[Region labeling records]

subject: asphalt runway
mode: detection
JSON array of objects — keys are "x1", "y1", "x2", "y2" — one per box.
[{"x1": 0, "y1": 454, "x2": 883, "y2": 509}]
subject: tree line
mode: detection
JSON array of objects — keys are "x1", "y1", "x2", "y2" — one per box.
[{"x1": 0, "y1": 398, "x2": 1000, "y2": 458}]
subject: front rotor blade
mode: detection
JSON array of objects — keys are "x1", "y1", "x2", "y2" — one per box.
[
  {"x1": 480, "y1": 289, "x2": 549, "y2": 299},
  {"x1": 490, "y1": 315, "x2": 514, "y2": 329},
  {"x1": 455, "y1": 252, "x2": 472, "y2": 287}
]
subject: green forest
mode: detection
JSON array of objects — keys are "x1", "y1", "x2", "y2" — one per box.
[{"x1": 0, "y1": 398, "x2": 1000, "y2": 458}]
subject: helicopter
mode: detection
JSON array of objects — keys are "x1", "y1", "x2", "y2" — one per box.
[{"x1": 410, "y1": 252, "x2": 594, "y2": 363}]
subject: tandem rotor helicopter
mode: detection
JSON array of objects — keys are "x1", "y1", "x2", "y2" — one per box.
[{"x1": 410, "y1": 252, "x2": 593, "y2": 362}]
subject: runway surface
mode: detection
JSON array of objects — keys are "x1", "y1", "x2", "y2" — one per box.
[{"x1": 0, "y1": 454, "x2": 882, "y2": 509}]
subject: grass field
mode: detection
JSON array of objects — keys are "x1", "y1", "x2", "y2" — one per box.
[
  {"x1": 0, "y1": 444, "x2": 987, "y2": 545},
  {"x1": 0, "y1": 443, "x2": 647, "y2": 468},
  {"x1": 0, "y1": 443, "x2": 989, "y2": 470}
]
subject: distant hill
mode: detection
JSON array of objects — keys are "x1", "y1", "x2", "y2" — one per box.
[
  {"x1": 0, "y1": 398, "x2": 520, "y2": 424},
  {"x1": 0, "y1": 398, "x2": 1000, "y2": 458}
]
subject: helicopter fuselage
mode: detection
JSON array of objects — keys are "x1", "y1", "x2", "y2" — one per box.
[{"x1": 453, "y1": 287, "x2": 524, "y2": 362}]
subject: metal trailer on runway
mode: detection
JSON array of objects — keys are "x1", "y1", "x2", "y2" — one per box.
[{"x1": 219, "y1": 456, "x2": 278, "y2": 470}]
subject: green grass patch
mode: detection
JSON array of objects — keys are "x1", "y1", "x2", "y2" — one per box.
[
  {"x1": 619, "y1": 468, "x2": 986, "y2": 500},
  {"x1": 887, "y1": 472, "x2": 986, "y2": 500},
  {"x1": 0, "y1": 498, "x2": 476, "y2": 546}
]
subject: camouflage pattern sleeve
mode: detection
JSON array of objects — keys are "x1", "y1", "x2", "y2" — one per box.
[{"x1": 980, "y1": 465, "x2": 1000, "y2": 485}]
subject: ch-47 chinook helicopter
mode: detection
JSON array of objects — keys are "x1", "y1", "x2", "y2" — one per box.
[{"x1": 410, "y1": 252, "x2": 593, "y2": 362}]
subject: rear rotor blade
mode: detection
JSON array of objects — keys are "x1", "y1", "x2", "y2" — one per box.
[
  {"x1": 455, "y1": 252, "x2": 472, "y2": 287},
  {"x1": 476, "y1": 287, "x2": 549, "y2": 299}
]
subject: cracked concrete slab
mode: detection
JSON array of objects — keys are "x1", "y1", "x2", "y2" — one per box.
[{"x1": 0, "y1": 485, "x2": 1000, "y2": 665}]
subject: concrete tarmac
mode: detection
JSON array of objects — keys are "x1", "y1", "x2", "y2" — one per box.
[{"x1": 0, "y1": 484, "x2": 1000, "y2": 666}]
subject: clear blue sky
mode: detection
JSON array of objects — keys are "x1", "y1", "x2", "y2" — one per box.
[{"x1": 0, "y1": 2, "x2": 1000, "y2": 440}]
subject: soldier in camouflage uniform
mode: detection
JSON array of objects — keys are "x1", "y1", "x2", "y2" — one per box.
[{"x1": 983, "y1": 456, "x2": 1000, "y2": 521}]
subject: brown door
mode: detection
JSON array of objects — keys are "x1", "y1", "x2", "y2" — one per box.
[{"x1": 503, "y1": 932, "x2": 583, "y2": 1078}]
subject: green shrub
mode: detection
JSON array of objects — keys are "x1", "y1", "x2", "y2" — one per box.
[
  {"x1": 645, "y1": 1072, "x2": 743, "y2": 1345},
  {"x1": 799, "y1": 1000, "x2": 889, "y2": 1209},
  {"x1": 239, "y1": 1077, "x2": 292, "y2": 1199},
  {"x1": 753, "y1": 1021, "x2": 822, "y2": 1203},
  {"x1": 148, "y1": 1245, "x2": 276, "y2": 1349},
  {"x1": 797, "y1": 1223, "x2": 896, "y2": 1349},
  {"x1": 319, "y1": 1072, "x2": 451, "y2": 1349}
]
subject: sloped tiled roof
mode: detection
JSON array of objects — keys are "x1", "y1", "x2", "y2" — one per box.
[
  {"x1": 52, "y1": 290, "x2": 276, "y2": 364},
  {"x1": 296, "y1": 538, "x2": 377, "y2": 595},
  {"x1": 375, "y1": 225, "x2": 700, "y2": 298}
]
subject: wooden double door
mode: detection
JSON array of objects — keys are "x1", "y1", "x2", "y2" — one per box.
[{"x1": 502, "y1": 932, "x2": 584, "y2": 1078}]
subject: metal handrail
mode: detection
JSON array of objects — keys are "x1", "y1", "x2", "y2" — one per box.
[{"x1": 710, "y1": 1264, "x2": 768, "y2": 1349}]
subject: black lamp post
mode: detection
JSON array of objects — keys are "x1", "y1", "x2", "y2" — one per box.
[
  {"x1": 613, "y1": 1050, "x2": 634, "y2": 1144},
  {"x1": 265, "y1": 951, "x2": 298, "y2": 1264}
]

> **AIM OF THE TASK**: Locate every line in the listing above that contains the word "helicopter" and copy each of those lines. Case matters when matching.

> **EXPECTED ANSWER**:
subject: helicopter
subject: tandem rotor helicopter
subject: helicopter fuselage
subject: ch-47 chinook helicopter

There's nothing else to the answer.